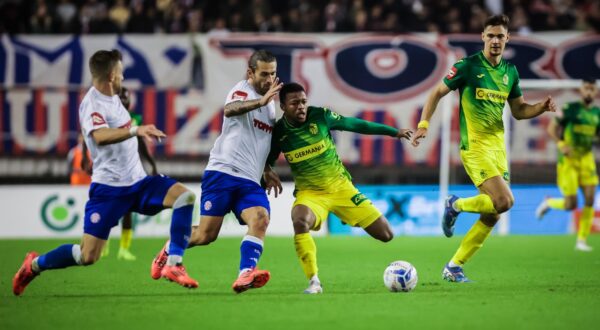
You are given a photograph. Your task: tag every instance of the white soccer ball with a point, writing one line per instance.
(400, 276)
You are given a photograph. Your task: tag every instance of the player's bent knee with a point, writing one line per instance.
(202, 238)
(570, 205)
(503, 203)
(89, 259)
(387, 236)
(301, 225)
(186, 198)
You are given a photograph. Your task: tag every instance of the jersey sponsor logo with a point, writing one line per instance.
(95, 217)
(485, 94)
(358, 198)
(305, 153)
(588, 130)
(506, 176)
(97, 119)
(451, 73)
(239, 96)
(126, 125)
(263, 126)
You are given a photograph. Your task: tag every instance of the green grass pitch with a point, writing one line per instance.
(525, 282)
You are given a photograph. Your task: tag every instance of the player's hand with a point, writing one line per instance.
(550, 105)
(565, 150)
(270, 94)
(404, 133)
(150, 132)
(421, 134)
(272, 181)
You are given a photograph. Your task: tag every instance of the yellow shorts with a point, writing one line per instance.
(349, 204)
(573, 172)
(484, 164)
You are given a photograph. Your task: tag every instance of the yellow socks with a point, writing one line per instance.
(481, 203)
(126, 235)
(471, 243)
(585, 223)
(307, 253)
(556, 203)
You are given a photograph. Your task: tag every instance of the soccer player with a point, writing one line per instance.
(322, 183)
(232, 177)
(119, 182)
(574, 130)
(127, 222)
(485, 82)
(80, 166)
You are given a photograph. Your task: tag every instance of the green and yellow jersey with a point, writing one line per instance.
(136, 119)
(310, 151)
(580, 126)
(483, 90)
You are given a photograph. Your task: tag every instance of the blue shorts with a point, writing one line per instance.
(108, 204)
(222, 193)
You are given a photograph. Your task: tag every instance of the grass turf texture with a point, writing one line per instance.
(534, 282)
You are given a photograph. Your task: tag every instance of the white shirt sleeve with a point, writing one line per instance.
(93, 117)
(238, 93)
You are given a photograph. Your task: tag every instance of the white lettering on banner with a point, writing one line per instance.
(324, 63)
(57, 211)
(187, 141)
(39, 141)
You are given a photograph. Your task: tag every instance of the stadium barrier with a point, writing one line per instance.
(48, 211)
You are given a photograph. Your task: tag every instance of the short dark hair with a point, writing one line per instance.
(497, 20)
(125, 98)
(103, 62)
(289, 88)
(260, 55)
(589, 80)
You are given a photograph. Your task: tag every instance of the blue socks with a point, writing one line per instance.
(181, 223)
(251, 249)
(64, 256)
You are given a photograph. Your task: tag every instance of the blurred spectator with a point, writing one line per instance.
(140, 21)
(41, 21)
(119, 14)
(181, 16)
(66, 17)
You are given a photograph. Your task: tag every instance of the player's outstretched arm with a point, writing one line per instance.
(145, 155)
(521, 110)
(554, 131)
(272, 181)
(356, 125)
(241, 107)
(429, 108)
(105, 135)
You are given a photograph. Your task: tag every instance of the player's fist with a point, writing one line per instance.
(272, 181)
(150, 132)
(421, 134)
(550, 105)
(404, 134)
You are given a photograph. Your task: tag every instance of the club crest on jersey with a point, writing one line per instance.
(358, 198)
(239, 96)
(451, 73)
(97, 119)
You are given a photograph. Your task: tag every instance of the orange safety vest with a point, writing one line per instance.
(79, 177)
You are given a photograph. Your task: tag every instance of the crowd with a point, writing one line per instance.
(219, 17)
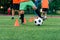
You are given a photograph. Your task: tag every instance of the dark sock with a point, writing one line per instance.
(22, 18)
(38, 12)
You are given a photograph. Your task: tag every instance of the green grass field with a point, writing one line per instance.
(50, 30)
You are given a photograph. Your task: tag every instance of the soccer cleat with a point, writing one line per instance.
(12, 18)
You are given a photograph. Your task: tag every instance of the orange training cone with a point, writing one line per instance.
(24, 20)
(16, 23)
(31, 19)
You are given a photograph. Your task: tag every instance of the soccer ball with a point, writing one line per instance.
(38, 21)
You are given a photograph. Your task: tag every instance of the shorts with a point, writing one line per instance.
(23, 5)
(15, 6)
(45, 9)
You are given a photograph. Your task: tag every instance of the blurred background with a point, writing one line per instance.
(54, 6)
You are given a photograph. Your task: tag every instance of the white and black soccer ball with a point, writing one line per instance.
(38, 21)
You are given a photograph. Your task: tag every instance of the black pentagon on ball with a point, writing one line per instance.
(39, 20)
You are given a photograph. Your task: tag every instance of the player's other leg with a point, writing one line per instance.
(22, 16)
(15, 7)
(22, 7)
(13, 12)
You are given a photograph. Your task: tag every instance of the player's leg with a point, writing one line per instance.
(13, 12)
(35, 8)
(22, 8)
(44, 12)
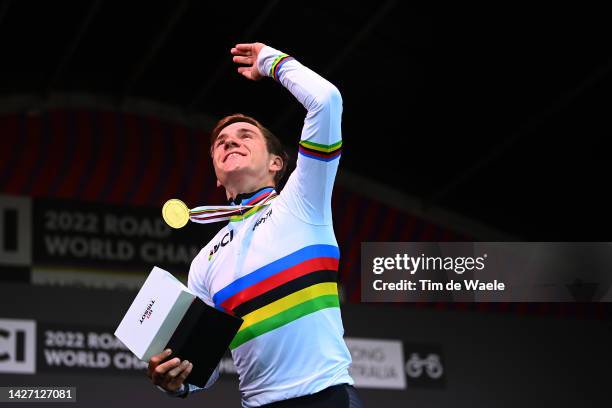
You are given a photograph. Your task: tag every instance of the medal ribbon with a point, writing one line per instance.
(207, 214)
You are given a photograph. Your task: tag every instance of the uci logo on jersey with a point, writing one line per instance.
(227, 238)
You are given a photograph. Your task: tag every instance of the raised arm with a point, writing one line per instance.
(308, 190)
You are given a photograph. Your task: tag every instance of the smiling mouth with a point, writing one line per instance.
┄┄┄┄┄┄┄┄┄┄┄┄┄┄┄┄┄┄┄┄
* **Exercise details**
Print the listing exactly, pictures excluded.

* **Answer section**
You are given a photograph. Your task: tag every instance of the white soccer ball with a point, writing one line per instance.
(400, 276)
You are given a photograph. Your task: tag every instance of the player's bent knee with a point, writing one line per instance.
(202, 238)
(570, 205)
(503, 203)
(89, 259)
(387, 236)
(301, 225)
(186, 198)
You are given a photograph. Your task: tag every instance of the jersey sponsor logo with a point, writing one line per instance.
(95, 217)
(485, 94)
(358, 198)
(305, 153)
(588, 130)
(506, 176)
(97, 119)
(451, 73)
(239, 96)
(126, 125)
(263, 126)
You are given a photograph. Your task: tag every instance of the green grass pitch with a point, writing one line per instance.
(525, 282)
You are given a photograph. Your task: tag every instance of the player's hand with a point, writing one line per instance.
(550, 105)
(565, 150)
(270, 94)
(404, 133)
(150, 132)
(421, 134)
(272, 181)
You are given a photograph. Your task: tag every instance of the yellow shorts with a point, writing one line per instance.
(349, 204)
(573, 172)
(484, 164)
You are given a photograph. Your task: tag every instance of the yellow socks with a point, writing one line per instance.
(481, 203)
(126, 235)
(471, 243)
(585, 223)
(307, 253)
(556, 203)
You are given a photograph. Your task: tag every instance of the soccer player with a point, writing one line per instance.
(322, 183)
(232, 177)
(119, 182)
(574, 130)
(127, 222)
(485, 82)
(80, 166)
You are given a photograph. Your task: tag every instance of the green and yellow jersey with a point, writing one line per instance.
(136, 119)
(310, 151)
(580, 126)
(483, 90)
You are given a photograph. Your task: tag every instance of the blue shorts with a point, writing one line per instance.
(108, 204)
(222, 193)
You are given a photograph. Your task: tag every instance of the grass turf texture with a point, writing one line per instance.
(534, 282)
You are given a photograph. Your task: tag every instance of the white shirt sleeve with a point, writing one line per instance.
(93, 117)
(238, 93)
You are given a photograph. Your task: tag every instance of the white lettering on banner with a point, writing one line per instance.
(324, 63)
(57, 211)
(187, 141)
(39, 141)
You are given a photograph. Your task: tag every instance of the stadium barrier with a point, writing one line per instance.
(48, 211)
You are given a photograph. Your task: tag every instance of the short dark hair with a point, writing one line per instance.
(497, 20)
(125, 98)
(103, 62)
(289, 88)
(260, 55)
(589, 80)
You are given a photograph. Your task: tag every instance of the blue socks with a point, writing one line per instance.
(181, 223)
(251, 249)
(64, 256)
You are given a photograph. Your task: tag every instance of the blurred spectator with a point, writing one line per instance.
(140, 21)
(41, 21)
(119, 14)
(181, 16)
(66, 17)
You are given a photograph. Your task: tag every instance of the player's outstretched arm with a point, writing one line per instance.
(145, 155)
(521, 110)
(554, 131)
(272, 181)
(356, 125)
(241, 107)
(429, 108)
(105, 135)
You are given a photograph. Your task: tag every instance of the player's fist with a point, writing one line per instance.
(272, 181)
(150, 132)
(421, 134)
(550, 105)
(404, 134)
You are given a photograph. Your task: tag every instance of the club crest on jersey with a point, writing one line per instance.
(358, 198)
(239, 96)
(451, 73)
(97, 119)
You are given a photograph. Your task: tag every instance of the orange safety vest with a point, writing one line per instance.
(79, 177)
You are given a photograph. Your task: tag every instance of the crowd with a point, writing one line per instance.
(219, 17)
You are given a photograph. Your task: tag every instance of the dark sock with a point, writing one line per instance.
(22, 18)
(38, 12)
You are given a photograph. Your task: tag every instance of the green grass field with a point, writing one line per instance.
(50, 30)
You are given a photograph. Your task: tag every instance of the soccer cleat with a point, writing one line per instance.
(12, 18)
You are given a photograph. Your task: tag every instance of the orange training cone with a point, writing one line per instance.
(24, 20)
(16, 23)
(31, 19)
You are given a photograph. Your task: tag every instance of the soccer ball with a point, writing one line per instance.
(38, 21)
You are given a photograph. Your task: tag every instance of the shorts with a point, writing one line per instance.
(23, 5)
(15, 6)
(45, 9)
You are given a photograph. Your task: tag every instance of the blurred background with a point, writing one line per instance.
(54, 6)
You are given a photograph. Your task: tag every instance of the white and black soccer ball with a point, writing one line per instance.
(38, 21)
You are given a photograph. Your task: tag every instance of the black pentagon on ball with a point, writing one line per instance.
(39, 20)
You are given a photograph. Your task: tag every instance of the player's other leg with a point, writing one line per instance.
(22, 16)
(15, 7)
(22, 7)
(13, 12)
You are given a photograph. Your task: tag every instance of the player's leg with a point, writing one line per instance.
(13, 12)
(35, 8)
(22, 8)
(44, 12)
You are given a photograph. Your task: tag every instance of the medal ribbon with a point, writing one line per instance.
(207, 214)
You are given a photograph. Your task: tag every instance of the uci logo on jersey with a point, writing one line per instance.
(227, 238)
You are given a photograph. Your task: tag every instance of the raised arm with a point, writing one line per instance.
(308, 190)
You are given a photograph. Your task: tag every instance of the smiling mouth with a point, writing one line per instance.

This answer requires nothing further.